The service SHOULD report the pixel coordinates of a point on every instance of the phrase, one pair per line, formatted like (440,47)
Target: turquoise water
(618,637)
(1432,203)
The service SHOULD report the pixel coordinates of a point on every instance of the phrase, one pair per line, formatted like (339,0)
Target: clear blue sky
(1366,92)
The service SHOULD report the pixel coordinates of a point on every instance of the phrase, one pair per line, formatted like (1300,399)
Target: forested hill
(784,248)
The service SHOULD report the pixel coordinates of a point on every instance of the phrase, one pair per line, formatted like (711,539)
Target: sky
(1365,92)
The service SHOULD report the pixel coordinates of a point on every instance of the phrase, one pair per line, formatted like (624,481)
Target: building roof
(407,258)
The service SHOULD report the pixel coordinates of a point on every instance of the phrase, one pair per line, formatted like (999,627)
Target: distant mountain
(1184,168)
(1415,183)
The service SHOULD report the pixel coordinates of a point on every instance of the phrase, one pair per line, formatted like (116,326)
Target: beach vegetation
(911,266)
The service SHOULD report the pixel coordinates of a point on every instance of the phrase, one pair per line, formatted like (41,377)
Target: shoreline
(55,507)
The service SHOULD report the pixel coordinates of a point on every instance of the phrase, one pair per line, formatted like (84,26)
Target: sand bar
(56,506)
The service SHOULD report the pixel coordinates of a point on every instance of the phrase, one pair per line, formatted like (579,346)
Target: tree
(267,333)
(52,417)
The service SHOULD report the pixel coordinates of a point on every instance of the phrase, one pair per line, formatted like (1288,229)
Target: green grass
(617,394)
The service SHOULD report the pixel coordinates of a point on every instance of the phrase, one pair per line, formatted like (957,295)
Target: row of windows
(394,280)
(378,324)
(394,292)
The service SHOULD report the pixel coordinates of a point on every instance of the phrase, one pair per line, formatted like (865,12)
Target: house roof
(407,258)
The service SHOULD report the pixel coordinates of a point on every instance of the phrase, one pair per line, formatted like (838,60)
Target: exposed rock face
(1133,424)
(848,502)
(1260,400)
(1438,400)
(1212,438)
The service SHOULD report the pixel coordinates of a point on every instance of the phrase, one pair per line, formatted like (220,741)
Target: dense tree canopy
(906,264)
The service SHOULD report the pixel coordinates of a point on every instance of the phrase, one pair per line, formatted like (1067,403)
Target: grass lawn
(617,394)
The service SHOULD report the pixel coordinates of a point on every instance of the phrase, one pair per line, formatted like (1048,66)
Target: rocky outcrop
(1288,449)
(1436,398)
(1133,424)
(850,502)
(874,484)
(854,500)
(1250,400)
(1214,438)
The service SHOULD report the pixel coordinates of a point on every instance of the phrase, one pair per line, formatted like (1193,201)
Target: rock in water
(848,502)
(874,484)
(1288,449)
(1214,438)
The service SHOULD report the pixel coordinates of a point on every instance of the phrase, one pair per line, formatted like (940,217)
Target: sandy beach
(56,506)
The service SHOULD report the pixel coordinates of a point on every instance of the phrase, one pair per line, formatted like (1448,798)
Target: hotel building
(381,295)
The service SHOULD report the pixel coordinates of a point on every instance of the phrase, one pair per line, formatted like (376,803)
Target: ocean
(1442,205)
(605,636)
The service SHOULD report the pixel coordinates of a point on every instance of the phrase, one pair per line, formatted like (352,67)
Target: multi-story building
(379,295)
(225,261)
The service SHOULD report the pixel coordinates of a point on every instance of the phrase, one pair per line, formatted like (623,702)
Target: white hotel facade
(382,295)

> [Your task]:
Repeat the data in its entirety, character for character.

> [Output of the exercise]:
The service SHOULD report the pixel coordinates of a point on every instance of the phrase, one pair per line, formatted like (440,47)
Target: turquoise water
(618,637)
(1432,203)
The service SHOULD report the pixel coordinates of a point on every instance of the phrase, one pair per line, formatted like (339,0)
Target: clear blue sky
(1366,92)
The service SHOULD report the pixel coordinates of a point on every instance of the phrase, one pair per line, formatted like (1300,399)
Target: forested hill
(784,248)
The service SHOULD report the pixel coordinates of a point on every instance of the phrase, one pair per line, formatted like (711,539)
Target: sky
(1365,92)
The service SHOULD report the pixel coordinates of a point on every instance of the phrase, one pair per line, formatted like (624,481)
Target: building roof
(407,258)
The service SHOULD report the pixel coordinates of a point on every instance of the phrase, one pair per line, formatted like (999,627)
Target: distant mountain
(1184,168)
(1415,183)
The service SHOULD report the pixel coordinates of a point on every instance of the phrase, one pair per line, formatted like (116,326)
Target: beach vegetation
(911,266)
The service SHOULD report the pixel coordinates of a point on every instance of the phrase, one pair per line, formatted like (41,377)
Target: shoreline
(55,507)
The service SHOULD report the pixel coordinates of a point on every instance of the phrase, one pair per line, formatted like (84,26)
Target: sand bar
(56,506)
The service SHOULD report the pixel coordinates of a point on every instance of the phrase, one pair per line, formatted like (579,346)
Target: tree
(267,333)
(52,417)
The service SHOULD report the pixel coordinates of a point on every instance of the phrase, one pair per line, formatted like (1288,229)
Target: green grass
(617,394)
The service SHOULD report the pixel coordinates of a point on every instance of the phrase, one pair per line, formatted like (957,295)
Target: row of windows
(394,280)
(378,324)
(394,292)
The service SHOULD report the pixel coordinates of a point on every instance of the phrase, one pair per line, formatted like (865,12)
Target: house roof
(407,258)
The service SHOULD report the pixel coordinates of a point on every instance of the phrase, one pair per line, formatted like (838,60)
Target: exposed rock face
(1133,424)
(848,502)
(1260,400)
(1438,400)
(1212,438)
The service SHOULD report the pixel coordinates of a point on every instance of the phrase, one pair per line, formatted like (220,741)
Target: dense tree canopy
(906,264)
The service SHOULD report the pixel coordinates of a point on every instance of the phrase, one pair per line, formatted like (1067,403)
Target: grass lawn
(617,394)
The service SHOULD report the pixel coordinates of a point on every instance of the phrase, one pair per line, formatted like (1048,66)
Target: rocky outcrop
(1288,449)
(1436,398)
(1133,424)
(850,502)
(874,484)
(854,500)
(1250,400)
(1214,438)
The service SHOULD report the pixel coordinates of a point on every instance of the phrase, one pair per line, formatted like (1193,201)
Target: rock in water
(848,502)
(874,484)
(1288,449)
(1214,438)
The service SHOULD report the pixel coordinates of a point on every instance of the phrase, one pair per line, formatted like (940,217)
Target: sandy beach
(56,506)
The service SHOULD report the pixel coordinates of a point on every instance of the phrase, one pair per line, formatted like (1448,798)
Target: hotel building
(381,295)
The service SHOULD report the pixel coordinates of a point on every instance of the phrase, one pair per line, formatted like (376,803)
Target: ocean
(1442,205)
(605,636)
The service SHOULD report the pixel coordinates of a point on every instance of the phrase, one pair per line, formatted like (352,67)
Target: multi-story building
(379,295)
(225,261)
The service SHOULD report the pixel coordinates of a point on every instance of the phrase, one pair per line, formatted like (623,702)
Target: white hotel facade
(382,295)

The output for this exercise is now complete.